====== Data extract

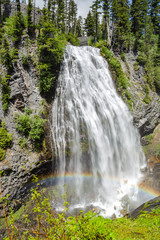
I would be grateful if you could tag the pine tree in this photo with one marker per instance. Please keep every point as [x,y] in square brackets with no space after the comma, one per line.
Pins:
[72,16]
[121,24]
[138,17]
[95,9]
[106,9]
[19,23]
[0,14]
[89,25]
[29,18]
[61,15]
[79,27]
[52,10]
[155,14]
[18,5]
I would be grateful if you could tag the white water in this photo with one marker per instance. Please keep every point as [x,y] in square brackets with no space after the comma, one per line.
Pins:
[93,135]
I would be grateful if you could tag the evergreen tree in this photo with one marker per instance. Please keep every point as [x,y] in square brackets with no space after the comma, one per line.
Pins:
[61,15]
[106,9]
[155,15]
[95,9]
[29,18]
[79,27]
[0,14]
[89,25]
[19,23]
[18,6]
[121,24]
[138,17]
[52,10]
[72,14]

============

■ **Problem to solve**
What is needed is the full material, retyped unchanged, with no pictures in it.

■ **Worked solution**
I would be grateful if you could tag the pine tree in this photo with one marker per instance. Please keep every point as [x,y] in square brackets with no space after the comma, one per line.
Pins:
[72,16]
[121,24]
[138,17]
[95,9]
[106,9]
[19,23]
[0,14]
[89,25]
[29,18]
[61,15]
[79,27]
[52,10]
[155,14]
[18,5]
I would be grateful if you could tag the white water in this photo with one marker per instance. Please keep every point as [x,y] in square brackets with no space after the comma, one per line.
Pins:
[93,135]
I would be grateful if you could tag the evergreen tree in this photo with one marker per instance. Please keep every point as [x,y] in square brackets with no space after the comma, one per line.
Pins:
[61,15]
[106,9]
[155,15]
[95,9]
[29,18]
[79,27]
[0,14]
[89,25]
[19,23]
[18,6]
[121,24]
[138,17]
[52,10]
[72,14]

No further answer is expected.